*** Opening of Given passage ***

The sizes of US images used in this study were 169 × 150 × 3 (smallest); 567 × 418 × 3 (medium); and 848 × 533 × 3 (largest) (Fig. 2). When US images of various sizes are transformed to fit the data input size of the deep learning model, the quality of the images changes. The quality of each transformed image and its original was quantified using BRISQUE (Blind/Referenceless Image Spatial Quality Evaluator) and displayed through a box plot (Fig. 3).

BRISQUE

BRISQUE is an image analysis tool that adopts mathematical evaluation rather than objective image quality grading⁴³. Unlike a qualitative comparison performed by humans, this is a repeatable quantitative method for image quality inspection. BRISQUE is a feature calculation model that simply employs picture pixels. It is shown to be highly efficient because it calculates its characteristics without the use of any transformations. According to the BRISQUE scoring system, the image quality values range from 0 to 100, corresponding to best and worst, respectively.

Results

During the training process of all models, the accuracy and loss values reached a plateau between 10 and 15 epochs. All average values are arithmetic mean values and are shown with standard deviation.

Training results of the models

After training for ultrasound facial region classification, the mean of the final accuracy of all models using the non-augmented dataset was 93.56 ± 1.38%. The model with the lowest mean final accuracy of 91.50 ± 3.36% was NasNet-Mobile, while the model with the highest mean final accuracy was VGG-19 with 96.75 ± 1.60% (Table 2 and Fig. 4).

Table 2 The training final accuracy and loss values of the model using the non-augmented dataset and the models using the augmented dataset (accuracy: mean ± standard deviation %).

Full size table

The lowest final accuracy among all folds was that of NasNet-Mobile, which recorded 87.30%, while the highest was 99.20%, recorded by the fold of NasNet-Mobile. The mean of the final loss values of all models was 0.22 ± 0.03. VGG-19 showed the lowest average loss value of 0.13 ± 0.07, and NasNet-Mobile revealed the highest average loss value of 0.28 ± 0.08. The model that recorded the lowest loss value among the folds was the fold of VGG-19 with a value of 0.06, while the fold that exhibited the highest loss value was that of VGG-16 with a value of 0.48 (Table 2 and Fig. 4).

*** Close of Given passage ***
*** Opening of The data ***

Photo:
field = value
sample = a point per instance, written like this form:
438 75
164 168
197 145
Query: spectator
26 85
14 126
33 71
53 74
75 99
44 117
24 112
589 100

*** Close of The data ***

# [What you are asked to do]
Write the next part of the ultrasound model training text, starting right after its last sentence. The records are separate material and have no connection to the ultrasound study text.

# [Solved exercise]
The mean final accuracy was 94.25 ± 1.00% using the augmented dataset. The lowest mean final accuracy was recorded by GoogleNet as 92.22 ± 3.03%, and the highest one was recorded by VGG-16 as 96.03 ± 2.01%. The fold of SqueezeNet showed the lowest accuracy of 87.30% among the folds, while the model with the highest accuracy of 100% was that of VGG-16. The mean final loss values of all models was 0.19 ± 0.04. The DenseNet-201 model recorded the lowest average loss value, which was 0.15, while the highest average loss value was 0.28, recorded by SqueezeNet. The model that recorded the lowest loss value among all folds was the fold of VGG-16 with a value of 0.02, while the model showing the highest loss value was 0.78 with SqueezeNet. The mean of the lowest final accuracy among all models was recorded by GoogleNet as 92.22 ± 3.03%, and the model with the highest accuracy was VGG-16, recording 96.03 ± 2.01%. The fold of SqueezeNet showed the lowest accuracy among all folds at 87.30%, and the model with the highest accuracy of 100% was VGG-16. The mean of the final loss values of all models was 0.19 ± 0.04. The DenseNet-201 model recorded the lowest average loss value at 0.15, while SqueezeNet recorded the highest average loss value of 0.28. The model that recorded the lowest loss value among all folds was the fold of VGG-16 with a value of 0.02, while SqueezeNet was the model showing the highest loss value of 0.78 (Table 2 and Fig. 4).

Test results of models

The mean values of precision, recall, and F-measure for the test set of all models using the non-augmented dataset were 93.88 ± 1.37, 93.55 ± 1.83%, and 93.52 ± 1.83%, respectively. The order of prediction, recall, and F-measure scores of the models was the same. The models with the lowest and highest scores were NasNet-Mobile and VGG-16, respectively. The fold scores suggestive of the lowest precision, recall, and F-measure were those of NasNet-Mobile, which were 89.11%, 88.33%, and 88.33%, respectively. The fold with the highest scores was the fold of VGG-16, with precision, recall, and F-measure scores of 97.80%, 97.78%, and 97.76%, respectively (Table 3 and Fig. 5).

Table 3 Performance on the test set of the model with the non-augmented dataset and the models with the augmented dataset (model) (mean ± standard deviation %).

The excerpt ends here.